| Given problem 1 |
Reproduce everything from "But that afternoon, over" down to "with everyone else." in the account of the Lourdes baths below.

************

But that afternoon, over lunch with members of the Order of Malta, the charitable organization that sponsors an annual pilgrimage to Lourdes for the sick, a young seminarian told me about his own time at the baths. All one had to do, he said, was show up an hour before they opened to the afternoon crowds.
So along with 30 or 40 other men, I lined up under a granite portico at 1:00 p.m. Presently an official emerged and began calling out languages and selecting individuals. (Because of the polyglot crowds, the shrine aims for a mix of languages to aid at the baths.) When he called out Anglais? a dozen men raised their hands and I despaired of being chosen. But someone pushed me forward and said, Do you need a priest? He pointed to my collar, the official nodded and I took my place with everyone else.
We ascended a flight of stairs, dressed in blue aprons and returned downstairs. After we prayed in four languages, the first thing our chief said was Pas de vitesse. No one should ever be rushed. Always, he said, tranquillité.
Our instructor arranged us in groups of six and we entered the small antechambers that are curtained off from each marble tub. Four of us would help the pilgrims undress. Two would do the immersions. Shocked, I heard him say that our group would be working with the severely handicapped. Those unable to stand or walk would be brought into the baths on a wooden chair and lifted by a cloth mesh into the water. That would take four men. I admitted that I might not be strong enough to do this kind of work. He smiled and said in English, Do not worry, Father.
Along with a friendly Knight of Malta from Italy, I was assigned to work inside, next to the marble bath. Support the man from behind like this, I was told: your left hand on his shoulder and your right holding his wrist firmly. Lead him down the stairs and onto the first step. Ask if he wishes to pray and to ask Mary for an intention. Then lead him into the water, ask him to sit, slowly lean him backwards, stand him up and then ask if he would like a cup of water. But slowly, he stressed. Pas de vitesse. Every pilgrim needs time to pray.

************

| Given problem 2 |
How many lines of the listing below contain the string "dress", with case counting? Reply with the number alone.

| Material for the task |
************

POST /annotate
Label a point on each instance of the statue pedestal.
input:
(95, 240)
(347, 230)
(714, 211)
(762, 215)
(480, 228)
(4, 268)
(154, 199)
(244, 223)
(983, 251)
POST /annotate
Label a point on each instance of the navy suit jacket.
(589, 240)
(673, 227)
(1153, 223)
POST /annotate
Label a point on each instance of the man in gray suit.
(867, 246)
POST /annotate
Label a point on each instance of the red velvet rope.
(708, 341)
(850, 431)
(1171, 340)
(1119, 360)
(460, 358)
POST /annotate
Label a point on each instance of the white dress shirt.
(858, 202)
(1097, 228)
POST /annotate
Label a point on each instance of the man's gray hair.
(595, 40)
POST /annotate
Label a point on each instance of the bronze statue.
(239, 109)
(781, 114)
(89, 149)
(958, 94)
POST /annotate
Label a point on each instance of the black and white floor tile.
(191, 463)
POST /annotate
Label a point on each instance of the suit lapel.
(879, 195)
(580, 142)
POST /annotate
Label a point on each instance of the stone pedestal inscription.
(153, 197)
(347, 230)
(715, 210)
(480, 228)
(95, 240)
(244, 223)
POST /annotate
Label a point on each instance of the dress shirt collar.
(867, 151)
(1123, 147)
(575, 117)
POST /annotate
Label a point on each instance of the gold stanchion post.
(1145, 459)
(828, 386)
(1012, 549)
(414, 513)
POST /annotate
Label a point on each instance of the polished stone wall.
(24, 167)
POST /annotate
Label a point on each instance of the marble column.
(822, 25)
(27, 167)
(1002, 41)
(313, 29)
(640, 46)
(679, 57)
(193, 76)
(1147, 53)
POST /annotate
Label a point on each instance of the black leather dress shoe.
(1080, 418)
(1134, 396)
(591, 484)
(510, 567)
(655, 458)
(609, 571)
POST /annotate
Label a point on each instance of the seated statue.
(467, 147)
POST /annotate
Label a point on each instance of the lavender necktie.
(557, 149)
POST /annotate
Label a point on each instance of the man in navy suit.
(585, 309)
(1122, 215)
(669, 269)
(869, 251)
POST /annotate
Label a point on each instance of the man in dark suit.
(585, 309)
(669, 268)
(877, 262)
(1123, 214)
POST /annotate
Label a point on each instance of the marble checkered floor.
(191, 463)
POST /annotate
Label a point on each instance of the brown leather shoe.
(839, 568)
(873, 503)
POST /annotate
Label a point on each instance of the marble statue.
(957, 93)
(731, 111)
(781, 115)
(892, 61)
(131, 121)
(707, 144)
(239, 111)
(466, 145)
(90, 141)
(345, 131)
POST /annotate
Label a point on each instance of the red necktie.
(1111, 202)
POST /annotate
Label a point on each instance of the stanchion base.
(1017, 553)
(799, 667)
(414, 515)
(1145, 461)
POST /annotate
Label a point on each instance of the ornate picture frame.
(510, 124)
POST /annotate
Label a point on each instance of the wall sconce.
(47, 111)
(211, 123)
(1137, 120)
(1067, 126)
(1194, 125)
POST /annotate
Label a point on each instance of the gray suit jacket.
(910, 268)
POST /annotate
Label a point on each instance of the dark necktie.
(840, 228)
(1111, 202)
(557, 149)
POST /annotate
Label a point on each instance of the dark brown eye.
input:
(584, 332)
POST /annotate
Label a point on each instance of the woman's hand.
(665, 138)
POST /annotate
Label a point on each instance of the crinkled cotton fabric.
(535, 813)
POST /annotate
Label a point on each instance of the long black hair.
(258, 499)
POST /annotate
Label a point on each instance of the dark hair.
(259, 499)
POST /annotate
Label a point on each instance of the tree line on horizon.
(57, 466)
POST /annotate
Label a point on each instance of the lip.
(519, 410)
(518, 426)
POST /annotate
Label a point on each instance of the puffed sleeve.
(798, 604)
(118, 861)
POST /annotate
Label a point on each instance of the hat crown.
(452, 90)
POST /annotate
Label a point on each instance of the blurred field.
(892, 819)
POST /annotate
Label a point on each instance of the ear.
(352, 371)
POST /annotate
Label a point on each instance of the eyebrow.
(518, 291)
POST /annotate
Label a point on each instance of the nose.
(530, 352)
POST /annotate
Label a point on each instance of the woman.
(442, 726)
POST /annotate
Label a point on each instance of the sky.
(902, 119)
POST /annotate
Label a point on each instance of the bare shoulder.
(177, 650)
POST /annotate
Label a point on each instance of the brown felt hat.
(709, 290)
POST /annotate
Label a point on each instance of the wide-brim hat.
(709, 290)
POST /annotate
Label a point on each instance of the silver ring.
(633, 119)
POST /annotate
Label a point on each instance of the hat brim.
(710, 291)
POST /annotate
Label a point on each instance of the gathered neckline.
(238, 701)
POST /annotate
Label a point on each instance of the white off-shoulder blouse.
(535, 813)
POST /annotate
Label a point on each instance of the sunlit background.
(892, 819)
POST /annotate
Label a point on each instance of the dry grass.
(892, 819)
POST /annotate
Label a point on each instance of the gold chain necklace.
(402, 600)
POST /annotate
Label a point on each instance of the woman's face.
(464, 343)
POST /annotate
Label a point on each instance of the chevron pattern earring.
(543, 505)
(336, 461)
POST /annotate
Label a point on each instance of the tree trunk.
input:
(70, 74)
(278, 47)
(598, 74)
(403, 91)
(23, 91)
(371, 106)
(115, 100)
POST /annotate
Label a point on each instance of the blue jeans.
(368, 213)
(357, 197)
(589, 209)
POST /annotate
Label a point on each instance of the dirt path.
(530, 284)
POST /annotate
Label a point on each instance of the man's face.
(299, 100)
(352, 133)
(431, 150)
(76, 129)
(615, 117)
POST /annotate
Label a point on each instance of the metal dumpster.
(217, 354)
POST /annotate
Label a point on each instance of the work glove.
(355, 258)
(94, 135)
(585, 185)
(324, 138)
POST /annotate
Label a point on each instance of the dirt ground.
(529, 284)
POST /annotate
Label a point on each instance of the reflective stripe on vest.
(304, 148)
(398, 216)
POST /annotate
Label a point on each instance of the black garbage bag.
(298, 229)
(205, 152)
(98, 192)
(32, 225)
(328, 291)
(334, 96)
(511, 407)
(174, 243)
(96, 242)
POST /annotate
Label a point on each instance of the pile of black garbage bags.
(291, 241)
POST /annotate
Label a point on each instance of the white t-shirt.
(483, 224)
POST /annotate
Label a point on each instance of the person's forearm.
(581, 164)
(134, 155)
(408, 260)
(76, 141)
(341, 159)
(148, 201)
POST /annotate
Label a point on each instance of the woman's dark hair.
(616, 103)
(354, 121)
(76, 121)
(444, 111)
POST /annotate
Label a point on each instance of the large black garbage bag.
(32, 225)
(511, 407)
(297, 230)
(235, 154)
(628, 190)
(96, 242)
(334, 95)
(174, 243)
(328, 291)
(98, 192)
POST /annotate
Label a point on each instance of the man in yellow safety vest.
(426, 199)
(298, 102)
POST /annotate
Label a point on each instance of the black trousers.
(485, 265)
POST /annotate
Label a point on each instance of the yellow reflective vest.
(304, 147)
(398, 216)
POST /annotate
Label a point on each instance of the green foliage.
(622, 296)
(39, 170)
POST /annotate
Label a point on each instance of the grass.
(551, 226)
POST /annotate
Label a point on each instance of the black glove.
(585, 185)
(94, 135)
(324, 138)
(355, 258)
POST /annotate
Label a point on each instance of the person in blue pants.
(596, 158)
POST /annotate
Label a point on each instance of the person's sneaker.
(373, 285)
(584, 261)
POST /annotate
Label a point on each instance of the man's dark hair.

************

| Expected answer 1 |
But that afternoon, over lunch with members of the Order of Malta, the charitable organization that sponsors an annual pilgrimage to Lourdes for the sick, a young seminarian told me about his own time at the baths. All one had to do, he said, was show up an hour before they opened to the afternoon crowds.
So along with 30 or 40 other men, I lined up under a granite portico at 1:00 p.m. Presently an official emerged and began calling out languages and selecting individuals. (Because of the polyglot crowds, the shrine aims for a mix of languages to aid at the baths.) When he called out Anglais? a dozen men raised their hands and I despaired of being chosen. But someone pushed me forward and said, Do you need a priest? He pointed to my collar, the official nodded and I took my place with everyone else.

| Expected answer 2 |
3